-- Énoncé du problème --
Relevez chaque ligne des enregistrements qui contient la chaîne « water », en respectant la casse.

◇ ◇ ◇

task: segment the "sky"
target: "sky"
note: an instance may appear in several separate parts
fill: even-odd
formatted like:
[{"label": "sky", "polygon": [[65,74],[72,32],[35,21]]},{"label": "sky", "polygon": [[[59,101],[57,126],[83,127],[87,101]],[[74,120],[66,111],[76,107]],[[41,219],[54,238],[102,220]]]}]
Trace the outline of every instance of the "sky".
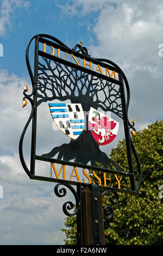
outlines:
[{"label": "sky", "polygon": [[22,102],[23,87],[31,88],[25,58],[30,39],[47,34],[71,48],[82,40],[92,57],[116,63],[130,87],[128,116],[140,130],[162,119],[162,0],[0,0],[0,245],[64,245],[65,238],[66,198],[54,194],[53,183],[29,180],[19,158],[30,112]]}]

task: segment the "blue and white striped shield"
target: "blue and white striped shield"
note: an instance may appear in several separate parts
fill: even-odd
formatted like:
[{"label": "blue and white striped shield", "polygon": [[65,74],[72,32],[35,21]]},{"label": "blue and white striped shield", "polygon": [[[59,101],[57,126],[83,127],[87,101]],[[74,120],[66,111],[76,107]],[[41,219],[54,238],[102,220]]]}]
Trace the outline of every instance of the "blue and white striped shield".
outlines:
[{"label": "blue and white striped shield", "polygon": [[80,103],[49,103],[52,117],[67,136],[76,139],[84,127],[84,115]]}]

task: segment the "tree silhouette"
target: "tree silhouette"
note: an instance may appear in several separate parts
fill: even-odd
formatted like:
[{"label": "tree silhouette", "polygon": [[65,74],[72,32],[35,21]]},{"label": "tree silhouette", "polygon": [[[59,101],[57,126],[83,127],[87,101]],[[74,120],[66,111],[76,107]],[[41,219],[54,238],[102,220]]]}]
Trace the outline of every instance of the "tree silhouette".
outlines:
[{"label": "tree silhouette", "polygon": [[[70,100],[71,103],[80,103],[85,120],[91,107],[103,111],[111,111],[122,117],[120,88],[115,83],[101,79],[68,66],[41,57],[38,64],[37,107],[42,102],[59,100]],[[43,63],[42,63],[43,62]],[[70,109],[71,110],[71,109]],[[78,111],[76,107],[77,113]],[[87,127],[86,127],[87,126]],[[42,155],[58,159],[74,160],[75,162],[91,165],[101,163],[104,167],[122,170],[120,167],[101,151],[99,145],[87,130],[87,123],[81,135],[68,144],[54,148],[51,152]]]}]

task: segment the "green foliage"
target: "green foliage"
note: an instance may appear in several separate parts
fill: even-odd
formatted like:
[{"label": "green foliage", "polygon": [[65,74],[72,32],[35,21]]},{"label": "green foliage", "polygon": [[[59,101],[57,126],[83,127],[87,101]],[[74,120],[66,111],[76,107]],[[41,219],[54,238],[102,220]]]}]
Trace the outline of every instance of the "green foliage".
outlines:
[{"label": "green foliage", "polygon": [[[142,182],[136,195],[119,193],[120,202],[114,206],[113,221],[104,222],[106,245],[163,244],[162,199],[158,197],[159,187],[163,185],[162,134],[163,121],[157,120],[137,132],[135,137],[131,136],[141,162]],[[112,149],[111,158],[127,170],[124,139]],[[103,205],[110,205],[108,197],[104,198]],[[68,229],[62,230],[66,245],[74,245],[76,219],[65,220]]]}]

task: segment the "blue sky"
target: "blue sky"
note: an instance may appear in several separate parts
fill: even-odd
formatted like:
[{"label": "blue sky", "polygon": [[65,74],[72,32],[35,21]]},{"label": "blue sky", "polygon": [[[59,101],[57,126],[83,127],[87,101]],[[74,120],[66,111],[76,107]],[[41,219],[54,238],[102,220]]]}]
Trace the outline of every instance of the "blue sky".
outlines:
[{"label": "blue sky", "polygon": [[[23,109],[22,104],[23,87],[30,88],[25,58],[30,39],[48,34],[70,48],[82,40],[92,57],[117,64],[130,86],[129,117],[139,130],[162,119],[162,0],[0,0],[0,244],[64,243],[63,201],[54,195],[52,183],[30,180],[19,160],[19,139],[30,112],[30,104]],[[27,164],[30,134],[29,127]]]},{"label": "blue sky", "polygon": [[[61,2],[59,1],[60,4]],[[96,42],[95,34],[88,31],[87,26],[89,23],[93,26],[98,12],[81,15],[82,8],[78,8],[74,18],[64,15],[54,0],[27,2],[29,4],[26,8],[11,5],[13,13],[10,14],[10,26],[6,25],[5,34],[1,38],[4,47],[4,58],[1,60],[2,68],[18,76],[27,76],[25,51],[30,38],[37,34],[53,35],[71,48],[81,39],[85,45],[91,40]]]}]

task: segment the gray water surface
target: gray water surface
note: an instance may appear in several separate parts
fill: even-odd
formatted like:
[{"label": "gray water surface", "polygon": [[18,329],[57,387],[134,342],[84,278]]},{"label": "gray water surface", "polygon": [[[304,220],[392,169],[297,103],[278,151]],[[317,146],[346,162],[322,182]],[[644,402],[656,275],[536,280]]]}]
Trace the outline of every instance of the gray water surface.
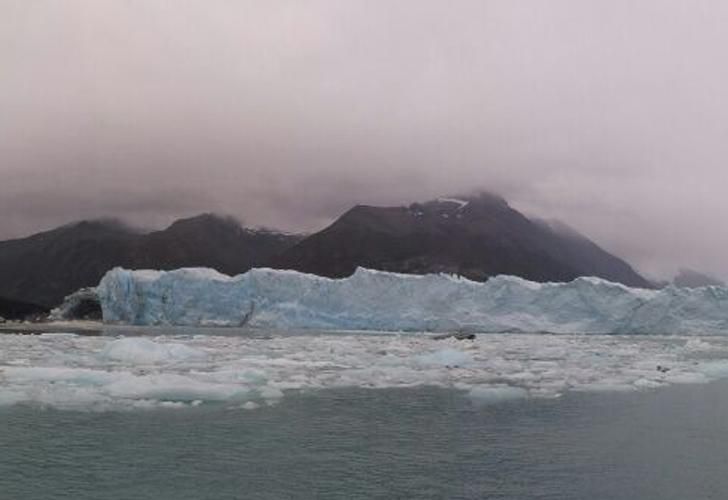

◇ ◇ ◇

-- Réponse --
task: segment the gray water surface
target: gray water surface
[{"label": "gray water surface", "polygon": [[18,329],[57,387],[134,342],[84,278]]},{"label": "gray water surface", "polygon": [[[304,220],[392,169],[297,103],[278,151]],[[317,146],[346,162],[322,182]],[[644,402],[656,275],[536,280]]]}]
Trace the outline of every instance of the gray water surface.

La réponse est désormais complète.